▸ Extracted text

Capitol

The lame-duck session of Congress will likely grapple with the fiscal cliff, but plenty of issues, including elements of the fiscal cliff, will probably roll over onto the plate of the incoming 113th Congress. That means it is going to be a bigtime high-pressure moment for nonprofit lobbyists to work Capitol Hill to protect programs and push new legislation important to the nonprofit sector. The nonprofit issues on the plate of the incoming 113th Congress will be tough and contentious. Nonprofits are going to have to lobby quickly and smartly. That means mobilizing people to influence key legislators on important committees whose positions will dictate what gets considered in 2013 and how.

In this edition of the Cohen Report, we offer something of a roadmap to the changing targets of influence for nonprofit policy advocates in the 113th Congress. Policy is about more than just a numbers count of Democrats leading the Senate (by a count of 53 seats to 45 for the Republicans with two Independents expected to caucus with the Democrats) or Republicans leading the House of Representatives (albeit with a net loss of eight seats in the recent elections). Rather, our focus is on the specific members of the Senate and House in line to run committees and subcommittees of importance to the nonprofit sector.

▸ What this exercise asks
[1] Answer these questions from the Cohen Report passage:
(a) Which session of Congress will likely grapple with the fiscal cliff?
(b) How many Senate seats do the Democrats hold?
(c) What net number of seats did House Republicans lose in the recent elections?
[2] Duplicate everything in the Cohen Report passage from "In this edition" down to "importance to the nonprofit sector.".
[3] In one to three sentences, why does the Cohen Report passage say nonprofit lobbyists face a high-pressure moment?

▸ Extracted records
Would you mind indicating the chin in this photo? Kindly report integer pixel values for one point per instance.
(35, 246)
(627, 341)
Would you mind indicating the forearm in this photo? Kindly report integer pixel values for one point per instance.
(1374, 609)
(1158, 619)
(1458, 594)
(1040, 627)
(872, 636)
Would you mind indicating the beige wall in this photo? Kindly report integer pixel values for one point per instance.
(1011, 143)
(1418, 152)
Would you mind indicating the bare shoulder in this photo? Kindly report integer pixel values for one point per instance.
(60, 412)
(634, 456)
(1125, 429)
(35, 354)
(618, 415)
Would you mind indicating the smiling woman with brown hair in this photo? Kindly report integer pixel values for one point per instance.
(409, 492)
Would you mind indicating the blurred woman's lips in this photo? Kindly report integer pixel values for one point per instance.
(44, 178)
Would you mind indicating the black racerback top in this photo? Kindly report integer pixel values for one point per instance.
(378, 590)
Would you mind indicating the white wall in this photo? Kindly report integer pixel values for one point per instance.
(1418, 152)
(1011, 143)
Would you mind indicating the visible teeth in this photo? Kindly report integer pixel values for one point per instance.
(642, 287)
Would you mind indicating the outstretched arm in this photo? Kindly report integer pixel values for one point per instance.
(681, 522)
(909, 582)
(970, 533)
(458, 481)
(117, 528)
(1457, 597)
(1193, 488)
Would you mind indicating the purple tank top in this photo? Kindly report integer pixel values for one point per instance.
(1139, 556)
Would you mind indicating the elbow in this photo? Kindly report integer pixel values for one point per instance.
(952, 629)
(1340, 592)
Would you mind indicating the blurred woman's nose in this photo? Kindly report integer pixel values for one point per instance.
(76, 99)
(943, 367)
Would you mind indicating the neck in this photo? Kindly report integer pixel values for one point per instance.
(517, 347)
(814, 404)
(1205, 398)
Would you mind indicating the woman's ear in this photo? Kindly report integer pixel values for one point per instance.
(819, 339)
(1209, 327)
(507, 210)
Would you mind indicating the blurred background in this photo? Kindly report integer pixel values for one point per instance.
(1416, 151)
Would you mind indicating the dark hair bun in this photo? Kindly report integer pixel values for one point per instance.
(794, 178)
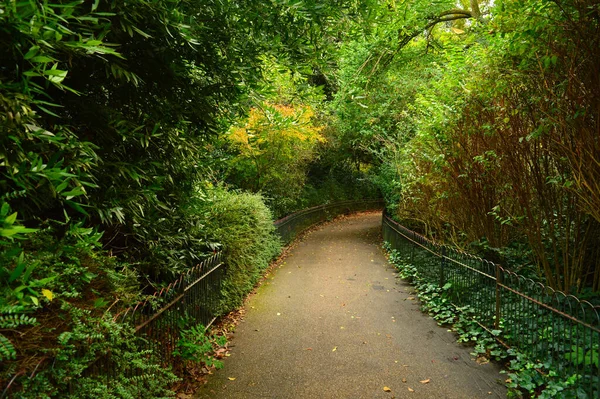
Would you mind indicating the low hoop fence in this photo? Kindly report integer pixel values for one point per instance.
(290, 226)
(553, 328)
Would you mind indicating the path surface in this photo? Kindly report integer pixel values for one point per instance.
(335, 322)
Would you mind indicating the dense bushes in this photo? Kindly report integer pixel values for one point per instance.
(243, 226)
(483, 129)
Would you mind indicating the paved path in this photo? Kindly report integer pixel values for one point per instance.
(335, 322)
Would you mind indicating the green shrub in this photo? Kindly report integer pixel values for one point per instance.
(243, 225)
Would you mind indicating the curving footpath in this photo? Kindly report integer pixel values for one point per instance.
(334, 321)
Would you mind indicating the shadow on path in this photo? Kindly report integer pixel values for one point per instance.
(335, 322)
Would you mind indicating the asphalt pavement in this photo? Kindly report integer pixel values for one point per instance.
(335, 321)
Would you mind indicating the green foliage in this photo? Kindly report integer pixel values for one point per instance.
(100, 340)
(195, 345)
(243, 226)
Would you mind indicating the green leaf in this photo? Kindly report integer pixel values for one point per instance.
(42, 59)
(17, 272)
(11, 218)
(32, 52)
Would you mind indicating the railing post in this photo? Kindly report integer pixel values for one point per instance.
(443, 267)
(498, 302)
(412, 249)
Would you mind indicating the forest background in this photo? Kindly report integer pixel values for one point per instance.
(139, 137)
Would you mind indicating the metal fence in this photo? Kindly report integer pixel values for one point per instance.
(292, 225)
(553, 328)
(191, 299)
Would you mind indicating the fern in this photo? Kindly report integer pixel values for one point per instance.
(10, 318)
(7, 349)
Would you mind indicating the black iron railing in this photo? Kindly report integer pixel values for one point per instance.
(292, 225)
(551, 327)
(194, 297)
(158, 321)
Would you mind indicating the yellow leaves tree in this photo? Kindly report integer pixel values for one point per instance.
(274, 146)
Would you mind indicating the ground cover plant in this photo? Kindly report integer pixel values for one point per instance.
(137, 138)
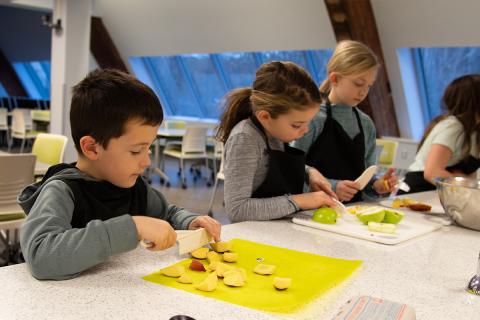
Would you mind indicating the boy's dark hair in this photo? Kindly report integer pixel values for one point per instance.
(105, 100)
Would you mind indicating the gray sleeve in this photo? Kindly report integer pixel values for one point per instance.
(370, 141)
(55, 250)
(158, 207)
(242, 156)
(370, 156)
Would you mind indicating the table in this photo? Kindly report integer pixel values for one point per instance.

▸ Results in order
[1]
(a) The lame-duck session
(b) 53
(c) Eight

[2]
In this edition of the Cohen Report, we offer something of a roadmap to the changing targets of influence for nonprofit policy advocates in the 113th Congress. Policy is about more than just a numbers count of Democrats leading the Senate (by a count of 53 seats to 45 for the Republicans with two Independents expected to caucus with the Democrats) or Republicans leading the House of Representatives (albeit with a net loss of eight seats in the recent elections). Rather, our focus is on the specific members of the Senate and House in line to run committees and subcommittees of importance to the nonprofit sector.

[3] Plenty of issues, including elements of the fiscal cliff, will probably roll over from the lame-duck session onto the plate of the incoming 113th Congress. Lobbyists will therefore have to work Capitol Hill to protect programs and push new legislation important to the nonprofit sector.